■ Task requirements:
Reproduce this listing in full.

□ □ □ □ □ □ □

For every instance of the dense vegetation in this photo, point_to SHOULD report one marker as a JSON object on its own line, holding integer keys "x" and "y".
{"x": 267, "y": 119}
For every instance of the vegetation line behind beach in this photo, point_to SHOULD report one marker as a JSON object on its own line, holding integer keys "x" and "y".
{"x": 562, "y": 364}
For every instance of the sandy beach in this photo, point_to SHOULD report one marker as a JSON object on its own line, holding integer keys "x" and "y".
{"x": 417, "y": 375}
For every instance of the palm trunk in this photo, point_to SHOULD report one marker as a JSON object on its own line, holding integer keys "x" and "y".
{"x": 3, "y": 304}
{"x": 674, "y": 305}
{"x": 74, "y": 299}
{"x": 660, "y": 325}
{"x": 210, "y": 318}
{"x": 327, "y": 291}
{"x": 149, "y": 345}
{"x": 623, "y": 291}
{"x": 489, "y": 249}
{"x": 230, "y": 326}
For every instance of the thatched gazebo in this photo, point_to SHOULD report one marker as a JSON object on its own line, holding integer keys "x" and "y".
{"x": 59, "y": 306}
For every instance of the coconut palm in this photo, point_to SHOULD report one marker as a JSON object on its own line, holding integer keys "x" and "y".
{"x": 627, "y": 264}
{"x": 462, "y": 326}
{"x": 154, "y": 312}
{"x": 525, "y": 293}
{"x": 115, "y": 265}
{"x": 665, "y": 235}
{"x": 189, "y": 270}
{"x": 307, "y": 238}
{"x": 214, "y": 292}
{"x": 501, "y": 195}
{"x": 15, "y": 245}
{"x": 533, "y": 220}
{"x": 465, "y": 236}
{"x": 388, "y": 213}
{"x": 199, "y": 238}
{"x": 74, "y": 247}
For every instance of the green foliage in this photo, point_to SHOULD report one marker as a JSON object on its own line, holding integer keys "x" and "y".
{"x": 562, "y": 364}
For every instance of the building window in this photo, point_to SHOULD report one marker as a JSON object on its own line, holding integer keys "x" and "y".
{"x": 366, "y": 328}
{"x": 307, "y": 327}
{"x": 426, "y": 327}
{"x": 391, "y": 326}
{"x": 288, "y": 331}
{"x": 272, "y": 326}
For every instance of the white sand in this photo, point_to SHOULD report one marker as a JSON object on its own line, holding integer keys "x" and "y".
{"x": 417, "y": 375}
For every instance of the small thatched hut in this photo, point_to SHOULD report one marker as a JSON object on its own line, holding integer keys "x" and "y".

□ □ □ □ □ □ □

■ Output:
For every instance of the dense vegetation in this photo, point_to SHOULD report one marker as a JSON object on its own line, holding integer keys "x" and "y".
{"x": 267, "y": 119}
For every instance of the vegetation line behind beach in this photo, point_to SHOULD report one marker as a JSON object on its own line, holding integer keys "x" and "y".
{"x": 562, "y": 364}
For every instance of the sandy beach in this photo, point_to SHOULD report one marker as a JSON object on its own line, holding integer keys "x" and "y".
{"x": 417, "y": 375}
For every instance of the palm trunk in this photo, point_to SHOULD report one marker as a JSON object on its own line, holding integer keys "x" and "y".
{"x": 3, "y": 304}
{"x": 674, "y": 305}
{"x": 74, "y": 299}
{"x": 660, "y": 325}
{"x": 210, "y": 318}
{"x": 327, "y": 291}
{"x": 149, "y": 345}
{"x": 623, "y": 291}
{"x": 489, "y": 249}
{"x": 230, "y": 326}
For every instance of the thatched gazebo in this photo, point_to SHOULD report one marker as a JSON object on its own line, holding integer keys "x" and "y".
{"x": 59, "y": 306}
For every instance of the coconut palm in this photo, point_to SHOULD report one marker as a JSON object on its own line, holding integer keys "x" and "y".
{"x": 627, "y": 264}
{"x": 462, "y": 326}
{"x": 154, "y": 312}
{"x": 525, "y": 293}
{"x": 115, "y": 265}
{"x": 665, "y": 235}
{"x": 189, "y": 270}
{"x": 307, "y": 238}
{"x": 214, "y": 292}
{"x": 501, "y": 195}
{"x": 15, "y": 245}
{"x": 533, "y": 220}
{"x": 465, "y": 236}
{"x": 388, "y": 213}
{"x": 199, "y": 238}
{"x": 74, "y": 247}
For every instance of the green foliage in this photo, point_to SHOULD report one marker as a JSON object on its own line, holding integer keys "x" and "y".
{"x": 562, "y": 364}
For every instance of the building window in this photo, point_to SHOULD report one marker as a JSON object on its own line, holding integer keys "x" and "y".
{"x": 366, "y": 328}
{"x": 307, "y": 327}
{"x": 426, "y": 327}
{"x": 391, "y": 326}
{"x": 288, "y": 331}
{"x": 272, "y": 326}
For every instance of the white sand in this photo, point_to SHOULD report one marker as a JSON object on its own line, holding integer keys "x" and "y".
{"x": 417, "y": 375}
For every instance of the small thatched hut in this photo, point_to SHOULD report one marker as a JSON object on its own line, holding integer keys "x" and "y".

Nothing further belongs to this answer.